- **DATA**:
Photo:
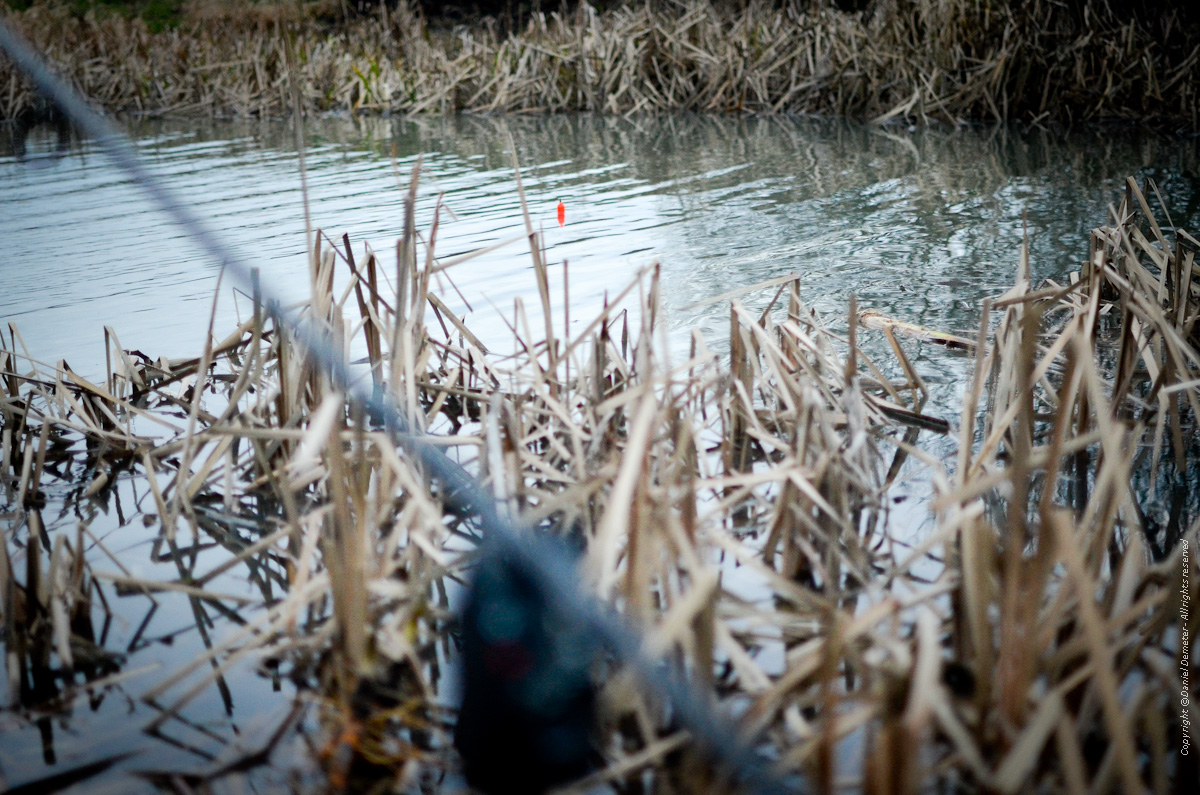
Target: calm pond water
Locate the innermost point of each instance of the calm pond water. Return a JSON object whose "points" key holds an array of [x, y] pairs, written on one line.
{"points": [[919, 225]]}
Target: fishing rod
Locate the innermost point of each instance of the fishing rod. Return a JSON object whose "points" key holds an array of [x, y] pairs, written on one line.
{"points": [[540, 562]]}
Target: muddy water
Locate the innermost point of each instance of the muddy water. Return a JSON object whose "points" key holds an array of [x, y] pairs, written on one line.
{"points": [[918, 225]]}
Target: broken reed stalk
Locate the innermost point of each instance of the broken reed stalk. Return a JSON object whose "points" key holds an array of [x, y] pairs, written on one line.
{"points": [[1041, 653], [899, 60]]}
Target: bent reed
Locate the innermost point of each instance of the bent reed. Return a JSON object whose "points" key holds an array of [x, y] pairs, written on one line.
{"points": [[947, 60], [733, 507]]}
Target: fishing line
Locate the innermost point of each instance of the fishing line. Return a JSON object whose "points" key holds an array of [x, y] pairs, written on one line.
{"points": [[541, 561]]}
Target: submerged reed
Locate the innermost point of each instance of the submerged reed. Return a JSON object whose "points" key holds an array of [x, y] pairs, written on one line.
{"points": [[911, 59], [1031, 641]]}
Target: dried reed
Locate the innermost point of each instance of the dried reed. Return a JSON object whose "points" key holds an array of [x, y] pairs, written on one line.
{"points": [[1030, 643], [911, 59]]}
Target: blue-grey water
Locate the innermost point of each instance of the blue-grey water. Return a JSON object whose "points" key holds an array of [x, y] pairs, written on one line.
{"points": [[919, 225]]}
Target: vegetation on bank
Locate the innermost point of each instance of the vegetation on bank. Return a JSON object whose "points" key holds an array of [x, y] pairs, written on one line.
{"points": [[1029, 641], [894, 59]]}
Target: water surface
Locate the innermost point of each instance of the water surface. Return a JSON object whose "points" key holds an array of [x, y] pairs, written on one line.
{"points": [[918, 225]]}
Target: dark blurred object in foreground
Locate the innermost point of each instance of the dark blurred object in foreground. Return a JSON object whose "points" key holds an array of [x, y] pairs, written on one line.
{"points": [[528, 711]]}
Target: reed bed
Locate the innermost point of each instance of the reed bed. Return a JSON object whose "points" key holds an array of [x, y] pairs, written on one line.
{"points": [[733, 507], [905, 60]]}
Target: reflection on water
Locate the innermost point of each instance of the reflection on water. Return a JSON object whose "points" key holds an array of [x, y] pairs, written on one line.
{"points": [[919, 226]]}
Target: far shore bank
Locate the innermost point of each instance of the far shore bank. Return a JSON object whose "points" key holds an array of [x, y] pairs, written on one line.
{"points": [[954, 61]]}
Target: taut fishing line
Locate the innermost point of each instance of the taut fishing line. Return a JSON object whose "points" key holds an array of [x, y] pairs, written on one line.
{"points": [[544, 563]]}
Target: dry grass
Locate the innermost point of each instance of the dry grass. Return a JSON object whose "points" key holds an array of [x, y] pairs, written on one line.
{"points": [[909, 59], [1029, 643]]}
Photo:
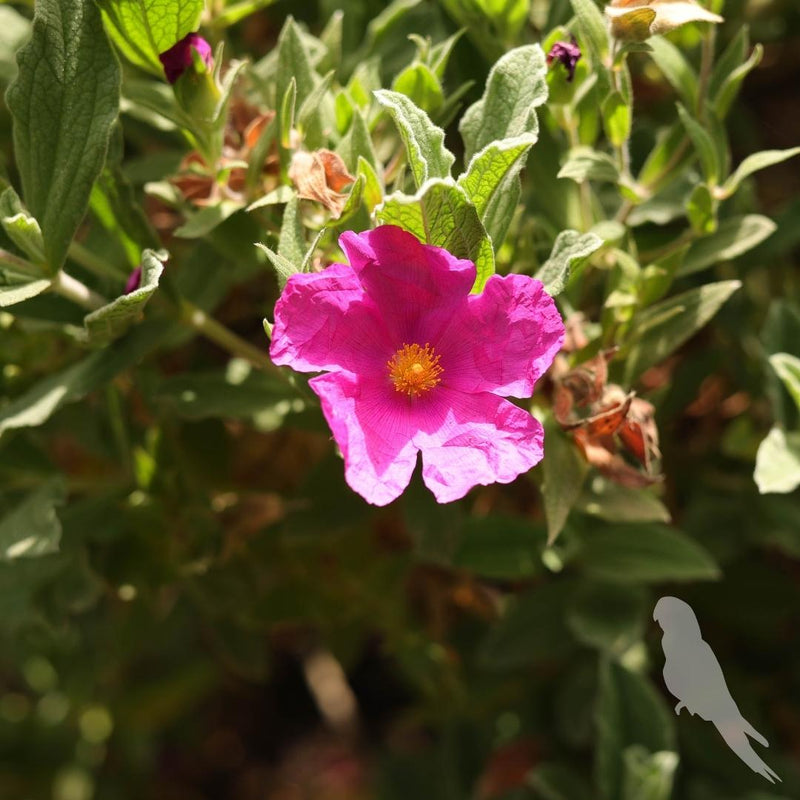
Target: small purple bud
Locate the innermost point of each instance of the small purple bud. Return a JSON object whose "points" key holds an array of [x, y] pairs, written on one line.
{"points": [[568, 53], [134, 279], [178, 58]]}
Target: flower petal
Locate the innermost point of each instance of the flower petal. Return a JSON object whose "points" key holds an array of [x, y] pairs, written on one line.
{"points": [[503, 339], [324, 321], [411, 283], [481, 439], [372, 432]]}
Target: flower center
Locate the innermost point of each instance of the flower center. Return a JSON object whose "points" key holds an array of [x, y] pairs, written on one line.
{"points": [[414, 370]]}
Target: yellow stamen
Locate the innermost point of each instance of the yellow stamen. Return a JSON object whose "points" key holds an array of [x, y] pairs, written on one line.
{"points": [[414, 370]]}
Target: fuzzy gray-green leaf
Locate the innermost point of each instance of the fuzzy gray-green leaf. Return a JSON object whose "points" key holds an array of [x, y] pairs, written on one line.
{"points": [[64, 102]]}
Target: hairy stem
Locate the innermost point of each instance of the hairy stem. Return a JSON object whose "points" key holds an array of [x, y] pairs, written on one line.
{"points": [[74, 290]]}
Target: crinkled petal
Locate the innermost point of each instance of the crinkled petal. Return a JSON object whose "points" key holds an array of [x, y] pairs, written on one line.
{"points": [[324, 321], [372, 432], [415, 286], [477, 439], [503, 339]]}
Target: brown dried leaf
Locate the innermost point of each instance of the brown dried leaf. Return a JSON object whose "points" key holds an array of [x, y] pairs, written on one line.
{"points": [[637, 20], [319, 176]]}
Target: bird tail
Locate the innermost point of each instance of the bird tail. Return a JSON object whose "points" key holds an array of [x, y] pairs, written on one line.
{"points": [[734, 734], [753, 733]]}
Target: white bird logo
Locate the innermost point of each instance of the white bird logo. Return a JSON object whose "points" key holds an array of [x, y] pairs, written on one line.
{"points": [[693, 675]]}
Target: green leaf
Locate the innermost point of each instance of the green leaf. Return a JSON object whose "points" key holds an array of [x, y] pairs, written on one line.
{"points": [[787, 368], [664, 327], [648, 776], [754, 163], [532, 629], [569, 250], [441, 214], [284, 269], [629, 711], [114, 204], [424, 142], [18, 292], [353, 202], [64, 102], [37, 404], [585, 164], [286, 114], [32, 528], [722, 101], [236, 12], [731, 58], [616, 119], [734, 237], [612, 502], [665, 162], [701, 210], [202, 222], [564, 472], [357, 143], [294, 64], [373, 191], [142, 29], [703, 145], [292, 240], [21, 227], [515, 88], [492, 170], [645, 553], [631, 25], [778, 462], [112, 320], [500, 547], [592, 27], [14, 30], [419, 84], [607, 616], [311, 116], [676, 69]]}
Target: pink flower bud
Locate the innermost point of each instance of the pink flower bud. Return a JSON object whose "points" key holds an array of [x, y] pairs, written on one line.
{"points": [[178, 58], [568, 53]]}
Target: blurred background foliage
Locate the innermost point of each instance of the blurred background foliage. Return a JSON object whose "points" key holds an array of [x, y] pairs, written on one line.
{"points": [[214, 614]]}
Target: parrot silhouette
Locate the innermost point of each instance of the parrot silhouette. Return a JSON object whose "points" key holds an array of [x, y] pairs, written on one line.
{"points": [[693, 675]]}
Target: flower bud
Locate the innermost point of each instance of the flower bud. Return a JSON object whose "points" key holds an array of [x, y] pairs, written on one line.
{"points": [[179, 57], [568, 53], [188, 65]]}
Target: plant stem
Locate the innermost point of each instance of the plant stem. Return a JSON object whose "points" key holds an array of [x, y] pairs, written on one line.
{"points": [[584, 190], [20, 265], [706, 63], [74, 290], [97, 266], [654, 255], [187, 313]]}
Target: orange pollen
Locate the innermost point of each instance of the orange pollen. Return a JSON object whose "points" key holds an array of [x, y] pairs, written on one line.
{"points": [[414, 370]]}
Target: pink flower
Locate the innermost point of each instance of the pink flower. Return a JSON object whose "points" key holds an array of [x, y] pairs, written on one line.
{"points": [[417, 363], [178, 58]]}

- **EXERCISE PROMPT**: Print the records above again exactly. Leave out the images.

- **RESULT**:
Photo:
Target: calm pond water
Locate the innermost point of each instance of the calm pond water. Return a JSON object whose "points" key holds an array of [x, y] pairs, written on one line.
{"points": [[919, 225]]}
Target: fishing rod
Locate the innermost point of each instance of the fishing rod. Return a JSON object whose "points" key holds an array of [x, y] pairs, written on one line.
{"points": [[540, 562]]}
Target: muddy water
Locate the innermost point of each instance of the muddy water. Return a JSON object whose "points" key holds an array of [x, y] pairs, written on one line.
{"points": [[918, 225]]}
Target: broken reed stalk
Locate the innermost point of each instance of the broken reed stalk. Return a JSON object whose "points" key holds an array of [x, y] pairs, written on one line.
{"points": [[1041, 653], [899, 60]]}
Target: bent reed
Locate the innermost point of each instance of the bent reed. Return a JSON object whose "points" key holds an array of [x, y] pairs, written on one line.
{"points": [[947, 60], [733, 507]]}
Target: fishing line
Locate the innermost point of each instance of the fishing line. Return a JSON object whose "points" key holds an array of [x, y] pairs, written on one line.
{"points": [[541, 561]]}
Target: submerged reed
Locate the innermost point of each instance of the submerged reed. Return a JSON object whose "points" key holds an array of [x, y] pairs, written on one line.
{"points": [[911, 59], [1031, 641]]}
Target: dried reed
Locate the innermost point of each instance of the dried reed. Return a JSON object whose "points" key holds an array of [x, y] pairs, written on one line.
{"points": [[1030, 643], [911, 59]]}
Target: blue-grey water
Locate the innermost point of each instance of the blue-grey water. Return a JSON object whose "points" key holds an array of [x, y] pairs, written on one line.
{"points": [[919, 225]]}
Target: vegetation on bank
Locate the innermost point of each instance of the vegetation on bank. Return a JSON object whose "points" key holds an array of [x, y] pairs, written on one line.
{"points": [[1029, 641], [894, 59]]}
Target: water surface
Locate the innermost point of each instance of the water surface. Return a JSON object whose "points" key holds an array of [x, y] pairs, written on one line.
{"points": [[918, 225]]}
Target: dark blurred object in foreground
Locate the innermost point of each instance of the dark blurred object in foreground. Return a JSON object whose "points" key holds an array of [x, y] pairs, written on one line.
{"points": [[528, 711]]}
Target: reed bed
Locate the innermost point of each instance of the reed bed. Return a JSON object whose "points" key holds an array of [x, y] pairs, written on one line.
{"points": [[733, 507], [905, 60]]}
Target: reflection on water
Locate the innermost point of each instance of the reflection on water. Return a JSON object whose "points" key holds an array of [x, y] pairs, written on one line.
{"points": [[919, 226]]}
Target: far shore bank
Locate the innermost point of each instance of the far shore bank. Return a JSON object whose "points" key holds an array of [x, y] pairs, written on one line.
{"points": [[954, 61]]}
Target: taut fishing line
Locate the innermost point of each instance of the taut fishing line. Return a JSON object whose "points" key holds an array of [x, y] pairs, written on one line.
{"points": [[544, 563]]}
Target: dry grass
Locate the innermost point of each instance of the dry grass. Return a JSON object whose "points" key holds an array of [x, y] pairs, written on one line.
{"points": [[909, 59], [1029, 643]]}
Photo:
Target: small purple bud
Locate the innermost point of each instance of the small purple bud. Return a JSON object whose "points" key holds an array of [x, y] pairs, written on one line.
{"points": [[568, 53], [134, 279], [178, 58]]}
Target: flower petal
Locate the innermost point of each instance of the flower petal. Return a JSON object whose "points" key holds an array of [x, y] pairs, written on one line.
{"points": [[503, 339], [324, 321], [411, 283], [481, 439], [372, 432]]}
Target: flower center
Locate the innermost point of each instance of the flower center. Return a JSON object whose "points" key holds an array of [x, y] pairs, written on one line.
{"points": [[414, 370]]}
Target: yellow stamen
Locate the innermost point of each instance of the yellow stamen. Return a JSON object whose "points" key holds an array of [x, y] pairs, written on one line.
{"points": [[414, 370]]}
Target: fuzzy gray-green leaf
Locate the innermost point of each instance of the fuzzy gray-green leaf. Return a JSON object whose "points" key holds an array of [x, y] pairs, written on one line.
{"points": [[64, 102]]}
Target: hairy stem
Locate the innermost point of each instance of the hairy stem. Return a JSON object whose "points" key holds an array of [x, y] pairs, written on one line.
{"points": [[74, 290]]}
Target: crinkled petal
Locate the innermost point of each instance of the crinkled petal. Return a JSON object whose "points" key holds an array of [x, y] pairs, written on one line.
{"points": [[324, 321], [372, 432], [415, 286], [477, 439], [503, 339]]}
Target: brown dried leaf
Locate the innermost point of each instance of the brown dried leaf. Return a JSON object whose "points" key holds an array of [x, y] pairs, written on one line.
{"points": [[637, 20], [319, 176]]}
Target: bird tail
Locate the innermost point of each instance of the bird tail. Return a JSON object whose "points" key holds an array of [x, y] pairs, written on one line.
{"points": [[734, 734], [753, 733]]}
Target: white bird logo
Locate the innermost point of each instance of the white bird logo. Return a JSON object whose "points" key holds an array of [x, y] pairs, written on one line.
{"points": [[693, 675]]}
Target: green leaf
Locate the innermost point of each instance of the green leaf. Return a JSON object whose "points" key holds an array of [x, y] pairs, written on one line.
{"points": [[787, 368], [664, 327], [648, 776], [754, 163], [532, 629], [569, 250], [441, 214], [284, 269], [629, 711], [114, 204], [424, 142], [18, 292], [353, 202], [64, 102], [37, 404], [585, 164], [286, 114], [32, 528], [722, 101], [236, 12], [731, 58], [616, 119], [734, 237], [612, 502], [665, 162], [701, 210], [202, 222], [564, 472], [357, 143], [294, 64], [373, 191], [142, 29], [703, 145], [292, 240], [21, 227], [515, 88], [492, 170], [645, 553], [631, 25], [778, 462], [112, 320], [500, 547], [592, 27], [14, 30], [419, 84], [607, 616], [311, 116], [676, 69]]}
Target: pink flower bud
Locate the innermost point of each instance of the pink flower bud. Return a JSON object whose "points" key holds an array of [x, y] pairs, written on one line.
{"points": [[178, 58], [568, 53]]}
Target: blurred background foliage
Locate the innermost point of each instance of the blurred background foliage. Return a JSON object whose "points" key holds an array of [x, y] pairs, written on one line.
{"points": [[214, 614]]}
Target: parrot silhouette
Locate the innermost point of each instance of the parrot silhouette. Return a JSON object whose "points" key holds an array of [x, y] pairs, written on one line.
{"points": [[693, 675]]}
Target: flower bud
Locate the innermost point of each instance of the flower bud. Return a JSON object whose "points" key holds an array of [x, y] pairs, written on one line.
{"points": [[179, 57], [568, 53], [188, 65]]}
Target: plant stem
Locate the innermost point of each instance of the plant stem. Return a JSON object whose "points" key holds an array of [x, y] pairs, written on one line.
{"points": [[584, 190], [20, 265], [706, 63], [74, 290], [97, 266], [654, 255], [187, 313]]}
Target: orange pollen
Locate the innermost point of each instance of the orange pollen. Return a JSON object whose "points" key holds an array of [x, y] pairs, written on one line.
{"points": [[414, 370]]}
Target: pink flower
Locate the innermost point of each instance of the pink flower. Return a JSON object whose "points" key holds an array of [x, y] pairs, written on one line.
{"points": [[417, 363], [178, 58]]}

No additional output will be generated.